## Exercise requirements
State how many lines in the following entries contain the word "every". No other output.

## Records

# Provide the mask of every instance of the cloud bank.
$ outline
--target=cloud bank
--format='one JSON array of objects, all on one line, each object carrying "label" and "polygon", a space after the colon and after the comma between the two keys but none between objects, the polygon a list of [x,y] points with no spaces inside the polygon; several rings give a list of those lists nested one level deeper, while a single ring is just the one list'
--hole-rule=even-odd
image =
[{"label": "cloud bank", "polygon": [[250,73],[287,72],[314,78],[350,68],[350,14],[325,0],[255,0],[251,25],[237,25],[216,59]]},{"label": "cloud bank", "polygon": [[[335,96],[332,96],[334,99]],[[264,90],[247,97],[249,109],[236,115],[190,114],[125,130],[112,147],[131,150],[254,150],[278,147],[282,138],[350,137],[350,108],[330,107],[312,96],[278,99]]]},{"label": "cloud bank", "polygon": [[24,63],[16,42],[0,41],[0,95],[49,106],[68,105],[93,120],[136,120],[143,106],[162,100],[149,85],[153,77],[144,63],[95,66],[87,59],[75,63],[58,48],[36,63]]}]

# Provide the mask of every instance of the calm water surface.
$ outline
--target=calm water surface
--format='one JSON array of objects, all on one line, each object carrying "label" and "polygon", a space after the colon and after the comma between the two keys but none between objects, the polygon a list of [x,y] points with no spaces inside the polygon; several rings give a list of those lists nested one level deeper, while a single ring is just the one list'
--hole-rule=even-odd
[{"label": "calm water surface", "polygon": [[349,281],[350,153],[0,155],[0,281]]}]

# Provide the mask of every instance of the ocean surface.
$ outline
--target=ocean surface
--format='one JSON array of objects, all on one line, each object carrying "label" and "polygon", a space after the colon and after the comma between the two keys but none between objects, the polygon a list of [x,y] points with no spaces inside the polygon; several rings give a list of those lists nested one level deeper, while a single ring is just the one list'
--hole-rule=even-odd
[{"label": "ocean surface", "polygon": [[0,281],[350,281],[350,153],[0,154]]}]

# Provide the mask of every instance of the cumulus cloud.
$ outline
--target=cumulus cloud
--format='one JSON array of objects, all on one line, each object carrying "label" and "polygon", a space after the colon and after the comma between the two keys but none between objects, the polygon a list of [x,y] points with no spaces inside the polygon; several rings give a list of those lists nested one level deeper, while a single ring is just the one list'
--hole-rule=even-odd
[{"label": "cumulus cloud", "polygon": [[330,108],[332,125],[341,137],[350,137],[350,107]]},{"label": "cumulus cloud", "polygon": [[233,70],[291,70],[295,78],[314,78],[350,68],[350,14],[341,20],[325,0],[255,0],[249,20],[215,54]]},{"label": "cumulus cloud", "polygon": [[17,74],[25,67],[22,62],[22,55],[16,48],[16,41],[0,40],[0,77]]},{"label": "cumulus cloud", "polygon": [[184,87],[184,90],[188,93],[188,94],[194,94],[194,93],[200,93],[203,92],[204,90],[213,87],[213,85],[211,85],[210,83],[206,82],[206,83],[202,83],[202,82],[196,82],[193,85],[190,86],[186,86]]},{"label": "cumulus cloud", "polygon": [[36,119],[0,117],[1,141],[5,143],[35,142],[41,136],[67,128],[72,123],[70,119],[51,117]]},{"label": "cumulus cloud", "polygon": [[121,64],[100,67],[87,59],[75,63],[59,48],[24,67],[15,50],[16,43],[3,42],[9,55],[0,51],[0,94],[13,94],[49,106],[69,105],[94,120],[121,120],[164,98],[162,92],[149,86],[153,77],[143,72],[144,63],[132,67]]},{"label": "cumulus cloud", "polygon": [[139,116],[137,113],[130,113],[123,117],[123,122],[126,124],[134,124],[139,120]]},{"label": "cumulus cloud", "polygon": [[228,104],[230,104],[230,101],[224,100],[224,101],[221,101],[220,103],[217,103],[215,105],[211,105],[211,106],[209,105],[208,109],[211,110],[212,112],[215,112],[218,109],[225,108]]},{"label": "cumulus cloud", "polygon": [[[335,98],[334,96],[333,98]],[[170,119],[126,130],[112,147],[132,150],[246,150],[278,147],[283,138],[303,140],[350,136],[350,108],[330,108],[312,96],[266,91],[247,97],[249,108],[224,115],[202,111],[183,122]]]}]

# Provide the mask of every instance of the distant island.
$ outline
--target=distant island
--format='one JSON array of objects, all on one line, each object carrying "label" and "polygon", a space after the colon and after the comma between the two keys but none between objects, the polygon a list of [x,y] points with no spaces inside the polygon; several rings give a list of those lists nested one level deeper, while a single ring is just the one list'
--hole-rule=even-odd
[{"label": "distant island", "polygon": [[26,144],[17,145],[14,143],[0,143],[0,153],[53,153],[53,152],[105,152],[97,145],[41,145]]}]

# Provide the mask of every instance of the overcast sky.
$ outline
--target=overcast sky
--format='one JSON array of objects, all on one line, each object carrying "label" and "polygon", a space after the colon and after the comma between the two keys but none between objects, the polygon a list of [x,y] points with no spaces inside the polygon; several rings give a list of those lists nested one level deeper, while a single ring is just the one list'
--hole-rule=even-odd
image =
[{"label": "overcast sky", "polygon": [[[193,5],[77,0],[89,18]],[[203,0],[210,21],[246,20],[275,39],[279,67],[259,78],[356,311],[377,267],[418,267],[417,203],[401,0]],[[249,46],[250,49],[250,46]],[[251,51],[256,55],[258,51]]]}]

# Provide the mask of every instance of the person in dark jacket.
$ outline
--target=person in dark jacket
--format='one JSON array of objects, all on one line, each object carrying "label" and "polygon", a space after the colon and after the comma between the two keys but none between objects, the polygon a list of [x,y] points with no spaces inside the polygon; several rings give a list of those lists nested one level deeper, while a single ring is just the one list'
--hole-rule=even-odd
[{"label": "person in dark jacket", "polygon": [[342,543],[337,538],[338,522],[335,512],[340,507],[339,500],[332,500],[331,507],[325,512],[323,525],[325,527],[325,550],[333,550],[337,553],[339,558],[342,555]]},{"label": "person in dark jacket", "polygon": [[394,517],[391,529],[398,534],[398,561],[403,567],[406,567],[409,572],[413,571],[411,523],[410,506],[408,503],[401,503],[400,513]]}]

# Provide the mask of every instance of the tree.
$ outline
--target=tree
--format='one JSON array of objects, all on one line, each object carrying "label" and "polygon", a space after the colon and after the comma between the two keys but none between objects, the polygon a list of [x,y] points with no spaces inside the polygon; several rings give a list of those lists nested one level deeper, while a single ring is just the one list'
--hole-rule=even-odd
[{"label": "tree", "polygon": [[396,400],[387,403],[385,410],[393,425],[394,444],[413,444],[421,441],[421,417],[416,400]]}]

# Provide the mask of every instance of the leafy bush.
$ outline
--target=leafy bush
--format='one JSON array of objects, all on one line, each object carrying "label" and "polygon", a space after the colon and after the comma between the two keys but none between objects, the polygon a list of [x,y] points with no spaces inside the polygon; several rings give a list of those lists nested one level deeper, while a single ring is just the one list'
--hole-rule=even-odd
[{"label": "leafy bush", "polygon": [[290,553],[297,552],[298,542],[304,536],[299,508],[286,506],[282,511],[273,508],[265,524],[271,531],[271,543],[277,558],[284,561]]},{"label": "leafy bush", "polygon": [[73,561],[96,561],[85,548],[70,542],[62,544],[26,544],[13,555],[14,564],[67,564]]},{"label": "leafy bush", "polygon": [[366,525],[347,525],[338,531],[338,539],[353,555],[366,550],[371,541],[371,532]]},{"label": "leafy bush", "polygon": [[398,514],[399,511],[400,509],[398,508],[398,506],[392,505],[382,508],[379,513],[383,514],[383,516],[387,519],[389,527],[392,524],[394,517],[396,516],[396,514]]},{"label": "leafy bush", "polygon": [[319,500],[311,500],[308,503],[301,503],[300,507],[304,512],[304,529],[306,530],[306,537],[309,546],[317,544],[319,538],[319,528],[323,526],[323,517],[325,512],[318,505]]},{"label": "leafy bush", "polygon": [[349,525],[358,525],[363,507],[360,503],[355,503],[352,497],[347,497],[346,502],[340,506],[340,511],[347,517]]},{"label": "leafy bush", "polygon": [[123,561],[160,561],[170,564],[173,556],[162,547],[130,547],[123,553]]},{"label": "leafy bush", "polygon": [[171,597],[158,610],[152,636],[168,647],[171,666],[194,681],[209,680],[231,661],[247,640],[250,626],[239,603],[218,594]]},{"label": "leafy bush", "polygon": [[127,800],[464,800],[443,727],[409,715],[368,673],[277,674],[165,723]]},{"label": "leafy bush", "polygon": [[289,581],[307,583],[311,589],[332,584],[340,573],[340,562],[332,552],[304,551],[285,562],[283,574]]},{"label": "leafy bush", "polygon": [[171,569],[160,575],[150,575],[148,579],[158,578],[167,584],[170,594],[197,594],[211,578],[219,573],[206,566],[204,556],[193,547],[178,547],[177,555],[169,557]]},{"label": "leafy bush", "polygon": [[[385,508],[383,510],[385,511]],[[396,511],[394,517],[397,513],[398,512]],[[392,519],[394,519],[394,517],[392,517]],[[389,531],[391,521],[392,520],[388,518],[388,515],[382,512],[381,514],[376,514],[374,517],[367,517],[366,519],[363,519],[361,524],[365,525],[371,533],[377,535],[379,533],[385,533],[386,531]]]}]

## Task answer
9